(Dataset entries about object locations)
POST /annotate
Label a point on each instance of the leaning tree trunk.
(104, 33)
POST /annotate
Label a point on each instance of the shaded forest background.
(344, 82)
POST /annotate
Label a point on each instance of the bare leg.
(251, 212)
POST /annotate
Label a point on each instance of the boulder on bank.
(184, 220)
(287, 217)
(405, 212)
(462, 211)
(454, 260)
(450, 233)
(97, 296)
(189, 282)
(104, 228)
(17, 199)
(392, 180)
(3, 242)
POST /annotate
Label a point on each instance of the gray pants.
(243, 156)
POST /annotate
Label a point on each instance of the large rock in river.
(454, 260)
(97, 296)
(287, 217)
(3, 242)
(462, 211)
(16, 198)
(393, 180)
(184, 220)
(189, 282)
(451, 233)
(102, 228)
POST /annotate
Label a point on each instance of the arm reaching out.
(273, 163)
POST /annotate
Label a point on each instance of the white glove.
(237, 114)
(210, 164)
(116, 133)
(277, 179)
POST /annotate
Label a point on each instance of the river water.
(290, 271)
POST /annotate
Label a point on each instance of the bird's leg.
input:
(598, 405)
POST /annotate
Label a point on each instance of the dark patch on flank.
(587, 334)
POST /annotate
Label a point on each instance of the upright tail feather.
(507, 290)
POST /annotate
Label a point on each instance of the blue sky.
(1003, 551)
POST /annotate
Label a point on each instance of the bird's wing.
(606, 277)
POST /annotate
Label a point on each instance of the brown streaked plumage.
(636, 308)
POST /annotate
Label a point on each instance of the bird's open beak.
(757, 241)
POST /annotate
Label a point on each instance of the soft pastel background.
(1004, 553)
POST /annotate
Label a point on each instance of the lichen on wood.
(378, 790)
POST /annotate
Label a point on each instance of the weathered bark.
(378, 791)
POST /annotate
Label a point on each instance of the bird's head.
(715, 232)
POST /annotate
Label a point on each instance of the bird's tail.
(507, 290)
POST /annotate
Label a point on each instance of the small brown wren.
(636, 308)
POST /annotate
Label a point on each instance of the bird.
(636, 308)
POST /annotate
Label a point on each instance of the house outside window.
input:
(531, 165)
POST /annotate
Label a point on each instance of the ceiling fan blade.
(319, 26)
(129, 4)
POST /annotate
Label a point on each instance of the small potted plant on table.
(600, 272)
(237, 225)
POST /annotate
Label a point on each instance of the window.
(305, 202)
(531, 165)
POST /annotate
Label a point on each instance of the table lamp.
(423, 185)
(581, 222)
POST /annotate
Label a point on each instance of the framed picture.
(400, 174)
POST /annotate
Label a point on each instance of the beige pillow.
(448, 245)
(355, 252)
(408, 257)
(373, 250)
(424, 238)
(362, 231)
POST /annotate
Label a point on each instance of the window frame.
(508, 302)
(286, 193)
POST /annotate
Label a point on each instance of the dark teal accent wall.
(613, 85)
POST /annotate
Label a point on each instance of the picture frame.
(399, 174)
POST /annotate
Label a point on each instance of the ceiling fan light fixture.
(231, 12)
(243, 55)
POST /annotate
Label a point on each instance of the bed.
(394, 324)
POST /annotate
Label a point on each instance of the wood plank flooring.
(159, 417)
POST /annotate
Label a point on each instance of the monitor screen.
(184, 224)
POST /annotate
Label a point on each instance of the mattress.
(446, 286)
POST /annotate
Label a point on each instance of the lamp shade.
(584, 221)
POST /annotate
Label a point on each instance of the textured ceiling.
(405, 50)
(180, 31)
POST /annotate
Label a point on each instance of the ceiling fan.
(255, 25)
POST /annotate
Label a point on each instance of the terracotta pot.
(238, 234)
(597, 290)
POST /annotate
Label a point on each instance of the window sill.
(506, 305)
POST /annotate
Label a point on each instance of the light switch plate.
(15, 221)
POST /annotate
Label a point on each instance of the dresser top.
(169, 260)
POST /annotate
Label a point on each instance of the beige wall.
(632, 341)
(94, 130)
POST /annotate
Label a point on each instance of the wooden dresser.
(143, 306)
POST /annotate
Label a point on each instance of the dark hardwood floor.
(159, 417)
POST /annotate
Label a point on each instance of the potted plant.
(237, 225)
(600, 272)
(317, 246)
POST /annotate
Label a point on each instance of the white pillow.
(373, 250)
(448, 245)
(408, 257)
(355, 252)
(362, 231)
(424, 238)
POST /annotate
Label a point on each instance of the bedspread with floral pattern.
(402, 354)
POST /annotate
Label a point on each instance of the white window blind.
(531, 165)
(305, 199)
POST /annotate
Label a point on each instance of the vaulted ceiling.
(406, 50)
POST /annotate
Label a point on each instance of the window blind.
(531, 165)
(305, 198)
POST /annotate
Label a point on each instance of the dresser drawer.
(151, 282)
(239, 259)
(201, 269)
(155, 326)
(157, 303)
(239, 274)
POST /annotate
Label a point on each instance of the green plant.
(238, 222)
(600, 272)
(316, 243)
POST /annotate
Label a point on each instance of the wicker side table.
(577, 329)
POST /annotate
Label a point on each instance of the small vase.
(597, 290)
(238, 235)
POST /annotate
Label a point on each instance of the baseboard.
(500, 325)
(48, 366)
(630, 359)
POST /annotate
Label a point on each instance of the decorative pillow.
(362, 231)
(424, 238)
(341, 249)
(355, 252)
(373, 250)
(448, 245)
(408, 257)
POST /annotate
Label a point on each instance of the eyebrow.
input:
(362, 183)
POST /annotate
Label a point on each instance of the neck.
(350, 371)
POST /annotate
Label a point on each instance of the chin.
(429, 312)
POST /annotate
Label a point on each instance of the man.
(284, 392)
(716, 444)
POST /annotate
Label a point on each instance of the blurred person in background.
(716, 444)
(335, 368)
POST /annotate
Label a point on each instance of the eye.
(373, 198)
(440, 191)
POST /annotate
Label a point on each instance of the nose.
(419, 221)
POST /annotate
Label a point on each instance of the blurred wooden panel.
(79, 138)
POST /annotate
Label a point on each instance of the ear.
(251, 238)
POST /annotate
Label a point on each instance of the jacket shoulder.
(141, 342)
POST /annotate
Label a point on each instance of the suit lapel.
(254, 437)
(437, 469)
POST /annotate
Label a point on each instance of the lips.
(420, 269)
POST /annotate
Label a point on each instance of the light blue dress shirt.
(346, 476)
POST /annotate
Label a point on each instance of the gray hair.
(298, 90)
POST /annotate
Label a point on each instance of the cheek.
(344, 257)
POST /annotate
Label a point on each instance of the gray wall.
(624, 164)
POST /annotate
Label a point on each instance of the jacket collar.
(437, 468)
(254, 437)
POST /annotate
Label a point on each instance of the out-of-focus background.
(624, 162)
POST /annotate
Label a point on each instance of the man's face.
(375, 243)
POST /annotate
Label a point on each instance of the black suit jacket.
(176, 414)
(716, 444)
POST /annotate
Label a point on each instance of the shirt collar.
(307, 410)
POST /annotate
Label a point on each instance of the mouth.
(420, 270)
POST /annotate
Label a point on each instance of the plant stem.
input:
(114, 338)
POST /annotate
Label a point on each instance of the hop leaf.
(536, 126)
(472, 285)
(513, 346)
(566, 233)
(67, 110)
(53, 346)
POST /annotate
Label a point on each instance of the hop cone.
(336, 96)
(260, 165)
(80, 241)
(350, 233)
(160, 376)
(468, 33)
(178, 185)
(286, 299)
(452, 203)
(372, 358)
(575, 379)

> [The task]: Select every line in the entries that contains the word "background" and copy those lines.

> [Reply]:
Label a point on each instance of the shaded forest background.
Label a point on each instance of the soft pastel background.
Label a point on each instance of the blurred person in background.
Label a point on each instance of the out-of-focus background.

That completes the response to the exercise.